Top of EXCERPT

Socialism already is a fact of life in 21st-century America. We pool our resources to pay for fire and police protection; this avoids us having to have our fire or police account number ready when we dial 911. We pool our resources to help our senior citizens with medical care. We pool our resources to pay for our children’s education. As a recent letter to the editor pointed out, many businesses and industries receive tax breaks or subsidies from pooled taxpayer resources. Call this what you might, but William Shakespeare eloquently made the point that a rose by any other name still is a rose.
Both of our major political parties actively have supported some or all of these programs at one point or another. The largest “new” social program of the century is the senior prescription drug benefit program legislated by the Bush administration.
I do not see Republicans as misguided or evil. We have wide differences of opinions in this country on a variety of issues, and I respect that. I do have issues with what seems to be an almost mindless characterization of socialism as something we should avoid at all costs. In truth, many who argue against social programs see “their” programs as somehow right and fair. The argument appears to be that we need to stop all government social programs and subsidies “except the ones that help me.”
In my view, the main issue with social programs in the United States is that we manage them very poorly. For example, we won’t spend the money needed to reduce Medicare fraud substantially because it would cost more than the fraud itself. Many of our largest social programs seem based on the assumption that recipients won’t cheat, at least not very much. We keep hoping that people eventually will reveal the “better angels of (their) nature.” We need to acknowledge that we have waited long enough and find creative ways to resolve such issues.
The answer to the cost of social programs is not to eliminate them but to figure out how to manage them better. Effectively managed programs would go a long way toward revealing the positive effects of pooling our resources and help us feel good about helping each other. Isn’t that what a civilization is all about?

Bottom of EXCERPT
Top of ENTRIES SHOWN

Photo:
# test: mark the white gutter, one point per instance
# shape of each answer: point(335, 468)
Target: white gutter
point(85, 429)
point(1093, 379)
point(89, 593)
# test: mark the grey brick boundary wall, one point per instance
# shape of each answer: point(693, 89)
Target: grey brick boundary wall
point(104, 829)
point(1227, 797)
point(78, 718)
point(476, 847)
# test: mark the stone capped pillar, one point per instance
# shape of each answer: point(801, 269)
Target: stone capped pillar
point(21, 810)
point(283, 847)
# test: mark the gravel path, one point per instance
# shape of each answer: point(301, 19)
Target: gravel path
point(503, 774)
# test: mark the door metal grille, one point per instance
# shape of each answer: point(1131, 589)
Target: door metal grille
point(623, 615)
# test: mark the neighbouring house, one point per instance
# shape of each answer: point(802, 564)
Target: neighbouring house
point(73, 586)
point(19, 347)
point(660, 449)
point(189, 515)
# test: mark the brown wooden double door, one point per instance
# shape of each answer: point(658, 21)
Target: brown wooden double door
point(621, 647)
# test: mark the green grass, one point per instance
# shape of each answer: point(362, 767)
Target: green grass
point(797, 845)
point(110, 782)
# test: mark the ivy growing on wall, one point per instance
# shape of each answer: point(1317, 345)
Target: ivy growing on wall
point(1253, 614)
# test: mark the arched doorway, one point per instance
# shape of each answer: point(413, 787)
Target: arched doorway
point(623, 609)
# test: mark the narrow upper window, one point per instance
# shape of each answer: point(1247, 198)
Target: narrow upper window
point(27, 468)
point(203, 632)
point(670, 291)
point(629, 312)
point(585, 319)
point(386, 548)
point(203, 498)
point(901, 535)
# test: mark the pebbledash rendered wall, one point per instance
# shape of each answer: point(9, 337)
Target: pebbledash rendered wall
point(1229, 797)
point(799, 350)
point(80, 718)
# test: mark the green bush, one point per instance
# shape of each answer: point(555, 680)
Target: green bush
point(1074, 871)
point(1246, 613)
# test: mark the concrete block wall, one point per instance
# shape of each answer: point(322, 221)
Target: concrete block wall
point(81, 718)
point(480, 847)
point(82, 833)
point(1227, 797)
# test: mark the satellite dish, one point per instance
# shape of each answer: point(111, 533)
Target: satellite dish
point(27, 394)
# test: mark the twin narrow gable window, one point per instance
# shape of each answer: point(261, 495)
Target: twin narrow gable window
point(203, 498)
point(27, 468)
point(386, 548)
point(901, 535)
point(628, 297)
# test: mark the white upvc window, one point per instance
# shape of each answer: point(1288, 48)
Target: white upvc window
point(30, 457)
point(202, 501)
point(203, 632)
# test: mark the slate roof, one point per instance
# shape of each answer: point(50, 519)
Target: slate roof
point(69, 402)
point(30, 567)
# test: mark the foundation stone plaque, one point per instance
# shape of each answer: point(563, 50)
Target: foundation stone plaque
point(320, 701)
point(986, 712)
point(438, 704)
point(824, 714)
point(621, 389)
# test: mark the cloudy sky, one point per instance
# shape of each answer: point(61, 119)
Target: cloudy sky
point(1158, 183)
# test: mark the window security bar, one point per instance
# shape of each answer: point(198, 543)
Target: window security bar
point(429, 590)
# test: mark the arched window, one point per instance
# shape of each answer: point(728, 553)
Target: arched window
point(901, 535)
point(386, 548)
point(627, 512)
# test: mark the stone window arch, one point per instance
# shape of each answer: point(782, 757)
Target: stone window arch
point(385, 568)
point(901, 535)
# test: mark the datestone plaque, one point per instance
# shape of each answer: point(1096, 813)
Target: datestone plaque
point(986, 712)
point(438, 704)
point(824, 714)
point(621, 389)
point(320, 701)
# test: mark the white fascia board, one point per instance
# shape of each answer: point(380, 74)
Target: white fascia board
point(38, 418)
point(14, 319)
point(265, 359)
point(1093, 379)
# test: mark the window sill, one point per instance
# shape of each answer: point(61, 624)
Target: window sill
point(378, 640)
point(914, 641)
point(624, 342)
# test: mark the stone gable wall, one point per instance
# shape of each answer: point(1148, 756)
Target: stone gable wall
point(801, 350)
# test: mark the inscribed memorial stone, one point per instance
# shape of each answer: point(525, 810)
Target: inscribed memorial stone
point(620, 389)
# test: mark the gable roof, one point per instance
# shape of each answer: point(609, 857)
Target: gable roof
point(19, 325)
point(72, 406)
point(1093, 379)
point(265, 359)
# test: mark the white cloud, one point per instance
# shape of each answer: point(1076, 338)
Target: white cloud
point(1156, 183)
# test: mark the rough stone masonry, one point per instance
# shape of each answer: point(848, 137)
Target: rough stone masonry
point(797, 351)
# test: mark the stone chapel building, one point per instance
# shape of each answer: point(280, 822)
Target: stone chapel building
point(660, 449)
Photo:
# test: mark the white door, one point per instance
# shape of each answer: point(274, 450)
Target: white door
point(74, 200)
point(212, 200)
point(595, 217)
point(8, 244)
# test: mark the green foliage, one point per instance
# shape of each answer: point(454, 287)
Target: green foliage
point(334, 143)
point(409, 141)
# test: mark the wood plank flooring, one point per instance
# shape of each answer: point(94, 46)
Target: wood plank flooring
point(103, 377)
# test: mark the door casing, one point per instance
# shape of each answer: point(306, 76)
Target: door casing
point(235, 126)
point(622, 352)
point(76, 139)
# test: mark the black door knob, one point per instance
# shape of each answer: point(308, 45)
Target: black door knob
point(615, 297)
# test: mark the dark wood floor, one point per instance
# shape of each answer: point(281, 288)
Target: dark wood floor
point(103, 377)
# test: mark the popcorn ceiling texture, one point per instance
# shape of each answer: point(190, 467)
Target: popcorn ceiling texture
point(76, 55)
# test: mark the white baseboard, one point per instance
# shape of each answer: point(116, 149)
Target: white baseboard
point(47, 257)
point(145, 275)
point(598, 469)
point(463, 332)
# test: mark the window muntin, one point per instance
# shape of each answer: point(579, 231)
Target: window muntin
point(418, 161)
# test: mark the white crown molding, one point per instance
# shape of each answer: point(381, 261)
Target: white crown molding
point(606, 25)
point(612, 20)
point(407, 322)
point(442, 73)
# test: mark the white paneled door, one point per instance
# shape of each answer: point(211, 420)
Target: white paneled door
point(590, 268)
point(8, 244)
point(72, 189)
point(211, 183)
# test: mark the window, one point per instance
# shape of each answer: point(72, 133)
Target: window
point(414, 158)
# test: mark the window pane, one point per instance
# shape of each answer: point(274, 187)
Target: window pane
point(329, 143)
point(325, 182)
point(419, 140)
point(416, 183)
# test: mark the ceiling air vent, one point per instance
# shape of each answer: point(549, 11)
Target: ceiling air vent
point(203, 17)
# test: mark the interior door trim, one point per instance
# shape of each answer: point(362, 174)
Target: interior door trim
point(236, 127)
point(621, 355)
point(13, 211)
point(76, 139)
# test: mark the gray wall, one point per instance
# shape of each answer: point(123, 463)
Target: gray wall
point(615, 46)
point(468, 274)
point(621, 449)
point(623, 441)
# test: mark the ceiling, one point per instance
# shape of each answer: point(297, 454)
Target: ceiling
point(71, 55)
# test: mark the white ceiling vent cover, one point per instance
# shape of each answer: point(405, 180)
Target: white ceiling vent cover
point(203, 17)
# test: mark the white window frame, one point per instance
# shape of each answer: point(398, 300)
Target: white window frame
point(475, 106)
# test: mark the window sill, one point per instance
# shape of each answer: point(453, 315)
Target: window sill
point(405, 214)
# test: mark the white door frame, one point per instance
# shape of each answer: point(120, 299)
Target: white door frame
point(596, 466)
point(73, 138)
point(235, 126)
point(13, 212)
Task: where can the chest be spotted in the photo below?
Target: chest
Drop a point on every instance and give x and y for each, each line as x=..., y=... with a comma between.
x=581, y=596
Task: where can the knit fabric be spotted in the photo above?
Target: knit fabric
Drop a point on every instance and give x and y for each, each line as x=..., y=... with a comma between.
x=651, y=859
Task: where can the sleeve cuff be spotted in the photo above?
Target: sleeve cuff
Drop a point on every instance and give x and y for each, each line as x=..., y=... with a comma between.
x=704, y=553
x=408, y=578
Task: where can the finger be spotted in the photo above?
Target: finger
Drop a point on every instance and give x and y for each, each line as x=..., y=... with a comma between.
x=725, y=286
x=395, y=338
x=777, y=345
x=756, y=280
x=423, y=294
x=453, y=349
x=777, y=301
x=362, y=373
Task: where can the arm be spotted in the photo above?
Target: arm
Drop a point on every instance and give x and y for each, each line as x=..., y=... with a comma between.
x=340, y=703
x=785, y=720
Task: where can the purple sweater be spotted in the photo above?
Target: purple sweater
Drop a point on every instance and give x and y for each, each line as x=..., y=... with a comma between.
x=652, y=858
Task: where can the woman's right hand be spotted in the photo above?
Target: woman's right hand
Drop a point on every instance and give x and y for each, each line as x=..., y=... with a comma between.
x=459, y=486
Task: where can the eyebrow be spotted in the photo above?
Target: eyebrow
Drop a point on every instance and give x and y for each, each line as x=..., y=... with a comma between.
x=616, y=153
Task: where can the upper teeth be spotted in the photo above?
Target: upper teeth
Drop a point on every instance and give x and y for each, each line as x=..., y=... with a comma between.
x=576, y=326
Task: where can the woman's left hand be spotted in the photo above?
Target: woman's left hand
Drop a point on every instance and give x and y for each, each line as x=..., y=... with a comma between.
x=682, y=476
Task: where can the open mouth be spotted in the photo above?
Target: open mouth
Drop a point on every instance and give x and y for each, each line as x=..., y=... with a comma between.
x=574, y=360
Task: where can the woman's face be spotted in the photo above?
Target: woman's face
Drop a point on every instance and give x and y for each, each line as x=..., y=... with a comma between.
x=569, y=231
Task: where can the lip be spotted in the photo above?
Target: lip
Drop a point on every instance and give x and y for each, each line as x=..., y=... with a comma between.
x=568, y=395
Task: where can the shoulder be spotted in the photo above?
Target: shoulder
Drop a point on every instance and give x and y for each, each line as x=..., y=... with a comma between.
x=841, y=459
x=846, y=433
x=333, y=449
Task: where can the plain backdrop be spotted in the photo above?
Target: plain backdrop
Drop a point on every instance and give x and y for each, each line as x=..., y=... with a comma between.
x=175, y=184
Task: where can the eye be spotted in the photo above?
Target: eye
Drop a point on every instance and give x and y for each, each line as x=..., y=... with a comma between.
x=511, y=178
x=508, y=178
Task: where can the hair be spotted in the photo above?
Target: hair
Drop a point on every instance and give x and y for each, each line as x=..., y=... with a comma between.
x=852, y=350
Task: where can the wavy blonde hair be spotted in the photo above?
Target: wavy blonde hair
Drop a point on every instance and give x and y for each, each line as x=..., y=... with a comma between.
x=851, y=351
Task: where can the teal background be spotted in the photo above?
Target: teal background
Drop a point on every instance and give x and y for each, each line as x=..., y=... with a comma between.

Bottom of ENTRIES SHOWN

PARTS OF THE EXERCISE:
(1) In the opinion piece, what is called the largest "new" social program of the century?
(2) Rewrite part of the opinion piece with "senior" changed to "elderly". Begin at the words that have "Both of our" and stop after "the Bush administration.".
The rows are material of their own and are not part of the opinion piece.

TASK-BY-TASK SOLUTIONS:
(1) The senior prescription drug benefit program legislated by the Bush administration.

(2)
Both of our major political parties actively have supported some or all of these programs at one point or another. The largest “new” social program of the century is the elderly prescription drug benefit program legislated by the Bush administration.